Rotimi Amaechi, minister of transportation, says trains are usually monitored by the Nigerian Air Force (NAF), but bad weather affected air surveillance on the day of the Abuja-Kaduna train attack.

 

The train was not far from its destination in Kaduna when gunmen blew up the rail track and started shooting at passengers.

 

Several people were killed, scores sustained gunshot injuries, while others have been reported missing.

 

Speaking on efforts to improve security arrangements when he visited patients at the 44 Nigerian Army Reference Hospital in Kaduna on Wednesday, he said the air force has resumed surveillance.

 

He also said additional equipment would be procured and possibly installed before rail operations resume on the Abuja-Kaduna route.

 

‘But even if we don’t install, we have spoken with the Nigerian Air Force. The Nigerian Air Force used to escort the train, but for the past one or two weeks, they said the weather has been so bad that they can’t fly,” NAN quoted him as saying.

 

“They said it’s below 500 and if it’s below 500, they will run into an accident. So, they have not been flying. That is why this attack was successful.

 

 “They said they have resumed flying now and any time we are ready to travel, they will have to escort the train.

 

“Two, the president has already approved — even though the documents are with the ministry of finance — that we should employ people who will be working on the tracks for the next six to seven months, within which we should have been able to install the equipment.

 

“So, we intend to employ villagers that will be working on the track. If they see anything they suspect, they should let us know so that we can let the security know.

 

“All these are measures we will take until we install the security equipment.”

* **What you will do**
(a) What security measures does Amaechi say will be taken on the Abuja-Kaduna rail route, according to the article on the train attack?
(b) Can you pick up the article on the Abuja-Kaduna train attack after its last sentence and carry it on?

* **Referring expression grounding data**
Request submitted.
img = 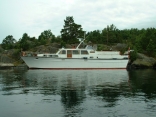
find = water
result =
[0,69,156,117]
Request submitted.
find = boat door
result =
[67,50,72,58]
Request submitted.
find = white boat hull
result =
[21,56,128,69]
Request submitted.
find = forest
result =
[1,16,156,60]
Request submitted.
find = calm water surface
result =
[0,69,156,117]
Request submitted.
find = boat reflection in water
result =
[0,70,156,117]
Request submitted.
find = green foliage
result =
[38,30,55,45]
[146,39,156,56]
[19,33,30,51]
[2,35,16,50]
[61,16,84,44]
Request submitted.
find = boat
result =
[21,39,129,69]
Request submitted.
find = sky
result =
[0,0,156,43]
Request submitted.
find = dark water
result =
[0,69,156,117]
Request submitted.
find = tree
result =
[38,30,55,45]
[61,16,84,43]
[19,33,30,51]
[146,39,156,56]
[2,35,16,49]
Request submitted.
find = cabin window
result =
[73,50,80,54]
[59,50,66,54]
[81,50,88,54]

* * *

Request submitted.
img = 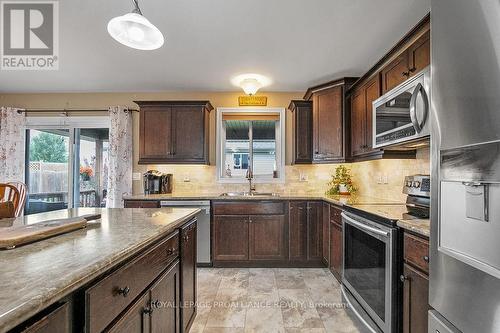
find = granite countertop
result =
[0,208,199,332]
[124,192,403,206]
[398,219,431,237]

* **Answer section**
(a)
- The Nigerian Air Force, which has resumed flying, will escort the train whenever it travels.
- Additional equipment will be procured and possibly installed before rail operations resume.
- Villagers will be employed to work on the tracks for the next six to seven months and report anything suspicious so that security can be alerted.

(b)
The minister added that the Department of State Services (DSS) would be involved in recruiting the villagers to ensure that those recruited were not informants for bandits.

 

Amaechi also commended the army hospital for giving the “maximum” medical treatment available to every patient without charging a dime.

 

“You saw the patients with burns and then the one that has bullet located in her heart. They are bringing an expert tomorrow for that one — a cardiologist — to see if there will be surgery or not to take out the bullet,” he said.

 

“They said they have only seven (patients) left and the rest have been discharged.

 

 “The ministry and I think the federal government are grateful to the Nigerian Army for providing such services.

 

“But one thing I have said to the Nigerian people is to liaise with the hospital management and see how much money they can contribute for the treatment of the patients.

 

 “Obviously, those drugs are not manufactured here. The experts they are bringing from outside don’t work with the army, so they definitely have to pay them.

 

“We will try as much as possible to see what contributions we can make to the management of the hospital to assist in taking care of the patients.”